Write out every entry exactly as given, but omit the pictures.

------------------------------------------------

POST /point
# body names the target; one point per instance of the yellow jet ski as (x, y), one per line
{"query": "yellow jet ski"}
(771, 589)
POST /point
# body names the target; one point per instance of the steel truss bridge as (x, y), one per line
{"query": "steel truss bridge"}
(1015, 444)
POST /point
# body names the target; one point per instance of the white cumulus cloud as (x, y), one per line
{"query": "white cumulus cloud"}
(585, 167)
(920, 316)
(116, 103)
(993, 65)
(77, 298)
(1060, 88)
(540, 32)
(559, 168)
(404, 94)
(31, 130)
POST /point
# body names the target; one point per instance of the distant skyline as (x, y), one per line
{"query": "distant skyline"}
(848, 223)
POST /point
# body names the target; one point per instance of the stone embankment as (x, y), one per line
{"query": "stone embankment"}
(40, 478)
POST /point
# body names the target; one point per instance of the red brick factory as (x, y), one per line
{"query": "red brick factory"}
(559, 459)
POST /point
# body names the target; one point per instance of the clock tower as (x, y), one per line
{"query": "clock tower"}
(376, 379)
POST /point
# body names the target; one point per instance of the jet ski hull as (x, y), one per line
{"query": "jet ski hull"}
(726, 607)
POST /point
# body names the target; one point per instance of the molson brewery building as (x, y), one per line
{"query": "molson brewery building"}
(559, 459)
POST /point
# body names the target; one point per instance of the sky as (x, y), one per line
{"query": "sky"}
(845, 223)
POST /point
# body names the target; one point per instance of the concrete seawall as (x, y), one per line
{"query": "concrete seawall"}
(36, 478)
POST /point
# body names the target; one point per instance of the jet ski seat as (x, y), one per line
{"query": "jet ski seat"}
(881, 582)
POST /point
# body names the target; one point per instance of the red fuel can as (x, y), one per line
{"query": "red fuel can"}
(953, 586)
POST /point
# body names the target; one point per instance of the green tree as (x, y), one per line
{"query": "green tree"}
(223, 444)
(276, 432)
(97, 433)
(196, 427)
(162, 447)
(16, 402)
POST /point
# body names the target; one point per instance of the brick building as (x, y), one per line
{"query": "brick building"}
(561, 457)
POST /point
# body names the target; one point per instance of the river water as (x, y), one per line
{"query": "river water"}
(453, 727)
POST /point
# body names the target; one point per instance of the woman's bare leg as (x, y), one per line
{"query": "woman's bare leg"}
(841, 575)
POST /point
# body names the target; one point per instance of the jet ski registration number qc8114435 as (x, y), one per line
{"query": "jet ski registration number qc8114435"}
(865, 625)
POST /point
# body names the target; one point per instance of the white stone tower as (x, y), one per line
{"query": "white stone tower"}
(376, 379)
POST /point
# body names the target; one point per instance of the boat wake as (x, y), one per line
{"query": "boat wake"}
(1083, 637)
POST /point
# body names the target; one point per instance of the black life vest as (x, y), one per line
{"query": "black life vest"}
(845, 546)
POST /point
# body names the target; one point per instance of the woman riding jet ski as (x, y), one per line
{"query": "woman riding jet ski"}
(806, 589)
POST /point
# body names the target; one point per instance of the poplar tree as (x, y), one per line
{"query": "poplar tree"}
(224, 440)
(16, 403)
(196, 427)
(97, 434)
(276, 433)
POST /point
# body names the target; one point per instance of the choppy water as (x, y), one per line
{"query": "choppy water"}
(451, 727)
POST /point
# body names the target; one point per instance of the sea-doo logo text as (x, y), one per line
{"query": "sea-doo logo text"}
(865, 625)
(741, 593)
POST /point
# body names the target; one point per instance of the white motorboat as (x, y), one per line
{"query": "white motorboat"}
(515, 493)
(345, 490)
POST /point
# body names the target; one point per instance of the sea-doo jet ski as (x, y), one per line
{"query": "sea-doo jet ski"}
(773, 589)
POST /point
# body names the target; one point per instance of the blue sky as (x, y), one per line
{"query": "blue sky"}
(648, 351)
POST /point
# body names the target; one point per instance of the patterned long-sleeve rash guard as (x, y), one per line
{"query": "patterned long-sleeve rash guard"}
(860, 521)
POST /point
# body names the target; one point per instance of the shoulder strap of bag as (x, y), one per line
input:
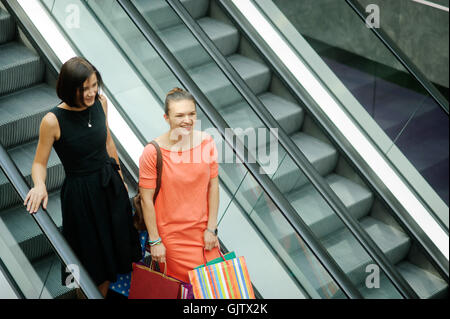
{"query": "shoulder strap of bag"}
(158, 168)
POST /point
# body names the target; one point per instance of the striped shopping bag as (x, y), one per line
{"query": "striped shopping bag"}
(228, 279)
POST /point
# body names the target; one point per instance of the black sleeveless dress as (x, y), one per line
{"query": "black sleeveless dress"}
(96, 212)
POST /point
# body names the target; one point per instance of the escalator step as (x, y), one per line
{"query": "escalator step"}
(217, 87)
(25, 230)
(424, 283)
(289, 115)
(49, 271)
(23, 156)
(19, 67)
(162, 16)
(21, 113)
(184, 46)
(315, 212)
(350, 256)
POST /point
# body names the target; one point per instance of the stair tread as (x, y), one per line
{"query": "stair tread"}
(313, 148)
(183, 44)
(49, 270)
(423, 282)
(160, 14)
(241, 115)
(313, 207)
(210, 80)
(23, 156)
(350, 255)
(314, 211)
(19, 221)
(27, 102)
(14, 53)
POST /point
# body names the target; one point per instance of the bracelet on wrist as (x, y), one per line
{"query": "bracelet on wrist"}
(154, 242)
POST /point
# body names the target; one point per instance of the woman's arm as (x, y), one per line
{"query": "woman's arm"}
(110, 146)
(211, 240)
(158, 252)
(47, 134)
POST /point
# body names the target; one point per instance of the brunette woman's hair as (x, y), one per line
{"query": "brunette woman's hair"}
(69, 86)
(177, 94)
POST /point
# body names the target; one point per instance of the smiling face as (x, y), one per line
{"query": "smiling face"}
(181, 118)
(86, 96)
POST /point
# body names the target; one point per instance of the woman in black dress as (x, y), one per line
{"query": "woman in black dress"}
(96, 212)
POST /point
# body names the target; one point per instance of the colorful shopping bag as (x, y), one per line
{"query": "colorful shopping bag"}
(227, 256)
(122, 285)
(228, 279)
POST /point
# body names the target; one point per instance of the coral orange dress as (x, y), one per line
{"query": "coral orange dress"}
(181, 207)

------------------------------------------------

** Completed exercise **
POST /point
# body names the target; one point per instance of the yellow jet ski as (x, y), one per line
{"query": "yellow jet ski"}
(771, 589)
POST /point
# body names the target; one point per instance of the steel truss bridge as (x, y), one per line
{"query": "steel truss bridge"}
(1015, 444)
POST /point
# body names the target; one point per instance of the white cumulus cloud as (x, y), one per line
{"query": "white cumulus cloud"}
(585, 167)
(920, 316)
(116, 103)
(993, 65)
(77, 298)
(1060, 88)
(540, 32)
(559, 168)
(404, 94)
(31, 130)
POST /point
# body names the target; one point per instance of the distant skyline as (x, y), one per line
{"query": "distant skyline"}
(848, 223)
POST /point
# body names the target; one point per instance of the stone embankment as (x, y), one per line
{"query": "stone embankment"}
(40, 478)
POST /point
# body names the target; one point per instance of the red brick factory as (x, y), one per line
{"query": "red brick factory"}
(559, 459)
POST /point
# body names the target; one point per instance of the clock tower as (x, y), one per line
{"query": "clock tower"}
(376, 379)
POST /point
# body names the target; one point per instance of the jet ski hull as (x, y), one per line
{"query": "jet ski hull"}
(726, 607)
POST /point
# body names the target; one point per instance of the molson brewery building as (x, y), one per line
{"query": "molson brewery building"}
(559, 459)
POST /point
# body names the target; one point per instance of the sky as (x, y), one per line
{"query": "sky"}
(845, 223)
POST /point
# body names the target; one point per instance of the concrete seawall as (x, y), one per line
{"query": "concrete seawall"}
(36, 478)
POST /point
# body names the target; one point per instance of the jet ski seat as (x, y), one per line
{"query": "jet ski seat"}
(881, 582)
POST /point
# body names the target; one point per instance of the red fuel can as (x, y), one per line
{"query": "red fuel can"}
(953, 586)
POST /point
# body names the target; one point per instance of the green tree as (x, y), one per line
{"query": "green tree"}
(223, 444)
(276, 432)
(97, 433)
(196, 427)
(162, 447)
(16, 402)
POST /point
# body names the target; one point per instance of the brick building as (x, y), one per line
{"query": "brick building"}
(561, 457)
POST /point
# body names the target; one point per instance of the river water as (x, y), one per line
{"query": "river water"}
(453, 727)
POST /point
# body names the target; one point per instance of the woman's bare leg as (x, y), one per line
{"query": "woman's bare leg"}
(841, 575)
POST /point
# body names the target; one point per instance of the jet ski registration number qc8114435 as (x, y), one per line
{"query": "jet ski registration number qc8114435"}
(865, 625)
POST /point
# body names the target; one point per instance of the white stone tower as (x, y), one per line
{"query": "white stone tower"}
(376, 379)
POST /point
# body names the target; one point per instance of the boat wake as (x, y), one per line
{"query": "boat wake"}
(1083, 637)
POST /point
# body names the target; one point per instance of the black life vest as (x, y), one per line
{"query": "black life vest"}
(845, 546)
POST /point
# body names the target; one point per instance of the woman riding jet ski as (x, y), one per line
{"query": "woman riding jet ski"}
(806, 589)
POST /point
# body names the target; one point per instance of the poplar tree as (x, y), one per line
{"query": "poplar tree"}
(224, 440)
(16, 403)
(196, 427)
(97, 434)
(276, 433)
POST /point
# body names the target; one point per instance of the choppy water as (x, y), one per line
{"query": "choppy water"}
(451, 727)
POST /point
# body names the target; one point per instance of the sea-doo logo text as (x, y), one per line
{"query": "sea-doo logo text"}
(865, 625)
(741, 593)
POST /point
# body names the target; one point per instance of the white motorboat as (x, y), one per line
{"query": "white motorboat"}
(515, 493)
(345, 490)
POST /point
# body names the target; one point per instance of the sea-doo jet ski as (x, y), one per line
{"query": "sea-doo jet ski"}
(773, 589)
POST /point
# body names the target; one point per instance of the blue sky as (x, y), one per line
{"query": "blue sky"}
(648, 351)
POST /point
# body names the target; one point per instance of the patterned long-sleeve rash guard as (x, y), one per line
{"query": "patterned long-sleeve rash guard"}
(860, 521)
POST /point
# body names the target; one point per instance of the shoulder strap of bag as (x, y), one per line
input:
{"query": "shoulder strap of bag"}
(158, 168)
POST /point
# body names the target; one point per instance of the striped shopping bag as (x, y), one per line
{"query": "striped shopping bag"}
(228, 279)
POST /point
# body names the target; one point per instance of the black sleeveless dress as (x, y), one per line
{"query": "black sleeveless dress"}
(96, 212)
POST /point
# body names the target; one point per instance of the escalator step as (x, y), one per line
{"query": "escalator step"}
(217, 87)
(25, 230)
(424, 283)
(289, 115)
(49, 271)
(23, 156)
(19, 67)
(162, 16)
(21, 113)
(184, 46)
(315, 212)
(350, 256)
POST /point
# body names the target; one point per instance of the stair tread as (x, y), one per line
{"query": "stair tread"}
(313, 148)
(183, 44)
(49, 270)
(423, 282)
(160, 14)
(241, 115)
(313, 207)
(210, 80)
(23, 156)
(350, 255)
(314, 211)
(19, 221)
(27, 102)
(14, 53)
POST /point
# body names the target; one point per instance of the bracelet on wrist as (x, y), one per line
{"query": "bracelet on wrist"}
(154, 242)
POST /point
# body names the target; one point per instance of the woman's arm as (x, y), one per line
{"query": "woman's arm"}
(110, 146)
(211, 240)
(158, 252)
(47, 134)
POST /point
# body names the target; one point per instance of the brunette woman's hair as (x, y), one per line
{"query": "brunette woman's hair"}
(69, 86)
(177, 94)
POST /point
# body names the target; one point per instance of the smiling face as (x, y), one per line
{"query": "smiling face"}
(181, 118)
(86, 96)
POST /point
# body names the target; one point per instance of the woman in black dress as (x, y), one per line
{"query": "woman in black dress"}
(96, 212)
POST /point
# body names the target; one point per instance of the colorful shopping bag as (x, y), one per line
{"query": "colorful shopping bag"}
(227, 256)
(122, 285)
(228, 279)
POST /point
# body names the target; one point per instance of the coral orange dress as (x, y), one per line
{"query": "coral orange dress"}
(181, 207)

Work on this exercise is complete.